== Segment start ==

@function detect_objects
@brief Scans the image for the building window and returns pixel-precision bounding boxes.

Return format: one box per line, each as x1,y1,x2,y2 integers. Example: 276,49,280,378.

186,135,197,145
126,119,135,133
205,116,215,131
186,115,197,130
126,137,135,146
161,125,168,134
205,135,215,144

== Segment end ==

> WORK REQUEST: Lines from the one holding "Return format: one" to the end of the listing above are the only ones to transcribe. Keep each exactly as written.

> ANSWER:
Return format: one box per line, each as x1,y1,x2,y2 integers. Example: 276,49,280,378.

186,135,197,145
126,119,135,133
205,116,215,131
186,115,197,130
126,137,135,146
161,125,168,134
205,135,215,144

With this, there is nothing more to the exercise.